_Exercise objective_.
Set out every one of the records below as a numbered list, with no blank lines.

_Records to use_.
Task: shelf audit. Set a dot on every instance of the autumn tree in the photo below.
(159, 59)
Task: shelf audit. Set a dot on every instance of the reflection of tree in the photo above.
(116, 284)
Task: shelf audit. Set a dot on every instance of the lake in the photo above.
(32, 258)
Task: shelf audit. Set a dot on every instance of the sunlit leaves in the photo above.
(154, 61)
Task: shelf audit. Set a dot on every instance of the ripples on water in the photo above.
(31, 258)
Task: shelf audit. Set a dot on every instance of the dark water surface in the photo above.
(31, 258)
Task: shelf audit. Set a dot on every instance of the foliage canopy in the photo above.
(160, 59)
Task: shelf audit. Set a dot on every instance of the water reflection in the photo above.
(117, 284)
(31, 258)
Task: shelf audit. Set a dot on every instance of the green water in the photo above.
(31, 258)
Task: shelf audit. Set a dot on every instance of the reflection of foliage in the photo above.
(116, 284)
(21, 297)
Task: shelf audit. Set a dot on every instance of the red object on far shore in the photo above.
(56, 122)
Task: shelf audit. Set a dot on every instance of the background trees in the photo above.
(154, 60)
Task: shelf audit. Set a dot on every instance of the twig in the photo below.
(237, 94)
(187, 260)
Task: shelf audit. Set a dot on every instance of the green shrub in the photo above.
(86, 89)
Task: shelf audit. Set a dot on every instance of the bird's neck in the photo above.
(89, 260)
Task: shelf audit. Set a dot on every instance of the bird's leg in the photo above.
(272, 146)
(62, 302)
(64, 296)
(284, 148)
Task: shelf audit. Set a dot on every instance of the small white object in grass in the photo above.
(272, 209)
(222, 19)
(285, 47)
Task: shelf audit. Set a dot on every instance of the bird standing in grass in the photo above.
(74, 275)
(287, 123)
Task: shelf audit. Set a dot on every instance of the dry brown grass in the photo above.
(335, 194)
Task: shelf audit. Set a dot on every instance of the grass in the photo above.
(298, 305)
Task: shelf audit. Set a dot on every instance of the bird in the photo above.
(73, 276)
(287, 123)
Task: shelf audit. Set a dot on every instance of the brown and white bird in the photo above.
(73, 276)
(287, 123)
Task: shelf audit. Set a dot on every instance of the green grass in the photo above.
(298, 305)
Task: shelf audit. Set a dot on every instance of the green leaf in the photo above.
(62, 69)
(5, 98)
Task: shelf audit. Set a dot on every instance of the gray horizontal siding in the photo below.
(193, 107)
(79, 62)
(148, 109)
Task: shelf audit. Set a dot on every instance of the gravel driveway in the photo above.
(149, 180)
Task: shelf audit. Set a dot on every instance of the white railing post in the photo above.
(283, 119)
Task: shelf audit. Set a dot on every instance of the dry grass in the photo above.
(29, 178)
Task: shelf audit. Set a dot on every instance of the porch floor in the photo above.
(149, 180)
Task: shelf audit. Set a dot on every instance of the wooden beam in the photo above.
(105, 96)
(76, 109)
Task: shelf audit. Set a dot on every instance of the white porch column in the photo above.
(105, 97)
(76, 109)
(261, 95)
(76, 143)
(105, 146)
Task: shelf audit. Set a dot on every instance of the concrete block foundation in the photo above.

_Finished answer_.
1. Task: shelf audit. Set a dot on every instance of the autumn tree in the photo below.
2. (159, 59)
3. Task: shelf audit. Set a dot on every instance of the reflection of tree in the photo above.
4. (116, 284)
5. Task: shelf audit. Set a dot on every instance of the lake in the photo above.
6. (32, 258)
7. Task: shelf audit. Set a dot on every instance of the sunlit leaves in the photo above.
8. (154, 61)
9. Task: shelf audit. Set a dot on every instance of the ripples on water in the photo above.
10. (31, 258)
11. Task: shelf audit. Set a dot on every instance of the dark water surface in the photo above.
12. (31, 258)
13. Task: shelf audit. Set a dot on every instance of the foliage canopy in the photo above.
14. (160, 59)
15. Task: shelf audit. Set a dot on every instance of the water reflection in the photo above.
16. (117, 284)
17. (31, 258)
18. Task: shelf audit. Set a dot on every instance of the green water in the photo above.
19. (31, 258)
20. Task: shelf audit. Set a dot on every instance of the reflection of foliage in the photo above.
21. (116, 284)
22. (21, 297)
23. Task: shelf audit. Set a dot on every instance of the red object on far shore in the photo above.
24. (56, 122)
25. Task: shelf audit. Set a dot on every instance of the background trees in the photo above.
26. (154, 60)
27. Task: shelf audit. Set a dot on every instance of the twig in the photo below.
28. (237, 94)
29. (187, 260)
30. Task: shelf audit. Set a dot on every instance of the green shrub in the photo above.
31. (86, 89)
32. Task: shelf audit. Set a dot on every instance of the bird's neck in the photo above.
33. (89, 260)
34. Task: shelf audit. Set a dot on every instance of the bird's leg in the photo above.
35. (272, 146)
36. (62, 302)
37. (64, 296)
38. (284, 148)
39. Task: shelf audit. Set a dot on every instance of the small white object in grass in the photo above.
40. (272, 209)
41. (222, 19)
42. (285, 47)
43. Task: shelf audit. Set a dot on every instance of the bird standing in grass in the photo above.
44. (74, 275)
45. (287, 123)
46. Task: shelf audit. Set a dot on every instance of the dry brown grass in the photo above.
47. (335, 194)
48. Task: shelf audit. Set a dot on every instance of the grass in the photo above.
49. (298, 305)
50. Task: shelf audit. Set a dot on every instance of the bird in the photo above.
51. (73, 276)
52. (287, 123)
53. Task: shelf audit. Set a dot on every instance of the brown and white bird in the photo above.
54. (73, 276)
55. (287, 123)
56. Task: shelf audit. Set a dot on every instance of the green grass in the photo above.
57. (298, 305)
58. Task: shelf audit. Set a dot on every instance of the green leaf in the photo above.
59. (62, 69)
60. (5, 98)
61. Task: shelf audit. Set a dot on every instance of the gray horizontal siding in the photo below.
62. (193, 107)
63. (79, 62)
64. (148, 109)
65. Task: shelf audit. Set a dot on every instance of the gravel driveway in the photo above.
66. (149, 180)
67. Task: shelf audit. Set a dot on every instance of the white railing post in the photo above.
68. (283, 119)
69. Task: shelf audit. Set a dot on every instance of the dry grass in the photo above.
70. (29, 178)
71. Task: shelf audit. Set a dot on every instance of the porch floor in the photo above.
72. (149, 180)
73. Task: shelf audit. Set a dot on every instance of the wooden beam in the photo above.
74. (105, 96)
75. (76, 109)
76. Task: shelf audit. Set a dot on every instance of the white porch column in the photo above.
77. (105, 97)
78. (76, 109)
79. (261, 95)
80. (76, 143)
81. (105, 146)
82. Task: shelf audit. Set a dot on every instance of the concrete block foundation in the photo above.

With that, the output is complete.